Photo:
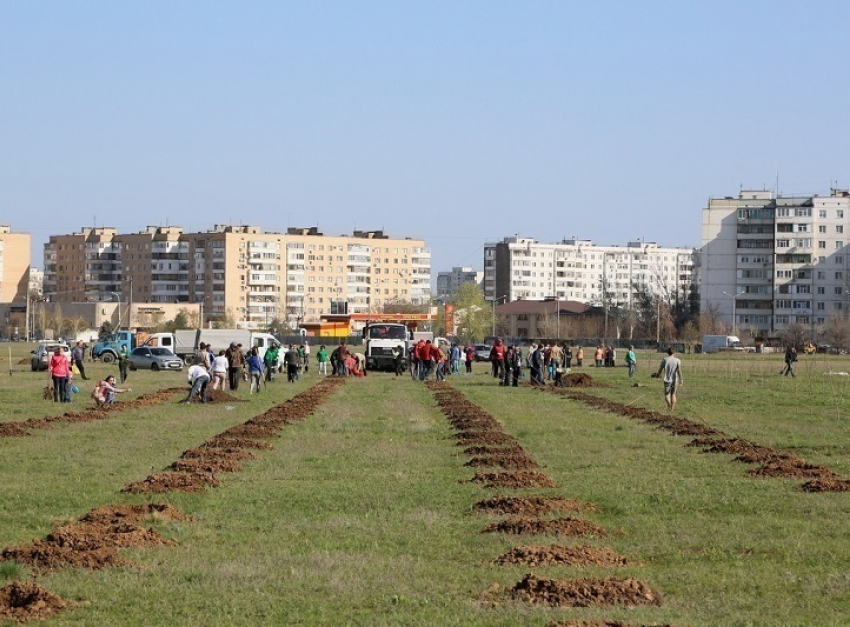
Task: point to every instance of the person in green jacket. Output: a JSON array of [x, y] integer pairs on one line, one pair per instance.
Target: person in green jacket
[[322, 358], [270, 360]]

==

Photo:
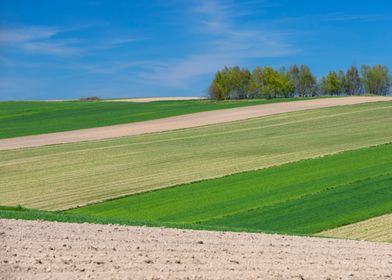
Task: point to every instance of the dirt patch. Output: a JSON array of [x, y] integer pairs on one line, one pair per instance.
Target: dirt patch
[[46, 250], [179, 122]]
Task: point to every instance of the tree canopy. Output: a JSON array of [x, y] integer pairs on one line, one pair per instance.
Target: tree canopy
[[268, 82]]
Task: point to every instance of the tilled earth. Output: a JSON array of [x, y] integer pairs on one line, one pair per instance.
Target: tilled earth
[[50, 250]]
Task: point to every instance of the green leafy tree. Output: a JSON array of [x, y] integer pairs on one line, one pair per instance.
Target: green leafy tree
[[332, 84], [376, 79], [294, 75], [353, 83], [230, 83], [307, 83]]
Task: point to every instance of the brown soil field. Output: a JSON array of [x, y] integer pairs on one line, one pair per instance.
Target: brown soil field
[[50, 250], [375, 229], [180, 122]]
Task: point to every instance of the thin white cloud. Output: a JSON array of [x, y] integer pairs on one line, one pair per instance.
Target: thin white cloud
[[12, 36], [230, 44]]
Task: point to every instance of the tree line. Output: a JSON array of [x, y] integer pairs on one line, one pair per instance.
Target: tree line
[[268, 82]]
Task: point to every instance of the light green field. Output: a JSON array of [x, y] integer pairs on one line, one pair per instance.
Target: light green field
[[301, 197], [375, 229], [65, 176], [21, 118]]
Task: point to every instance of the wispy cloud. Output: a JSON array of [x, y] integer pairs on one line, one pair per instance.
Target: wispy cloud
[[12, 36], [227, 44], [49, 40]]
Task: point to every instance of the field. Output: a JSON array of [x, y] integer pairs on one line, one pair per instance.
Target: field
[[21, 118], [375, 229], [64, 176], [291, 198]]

# What is needed
Copy the entries above word for word, from the line that contains "Task: point to every instance of the tree line." through the line that contains "[[21, 118], [375, 229], [64, 176], [291, 198]]", including both of those lines.

# Solved problem
Task: point to every instance of the tree line. Output: a JSON array of [x, y] integer pairs on one line, one pair per instance.
Target: tree line
[[268, 82]]
Task: point to every instance of the light green field. Output: a JSON array of [x, y] integer pairs on one line, one pair per instance.
Target: light green field
[[301, 197], [375, 229], [65, 176], [21, 118]]
Task: point to every instance of the wispy cloud. Output: a JSON array of [x, y] integer pairs on one line, one pair per instance.
Target: wispy cloud
[[12, 36], [227, 44], [49, 40]]
Task: point to every instance of the field. Output: a JSON array of [x, y] integer pairs on one line, one pair per instance.
Target: field
[[21, 118], [375, 229], [64, 176], [291, 198]]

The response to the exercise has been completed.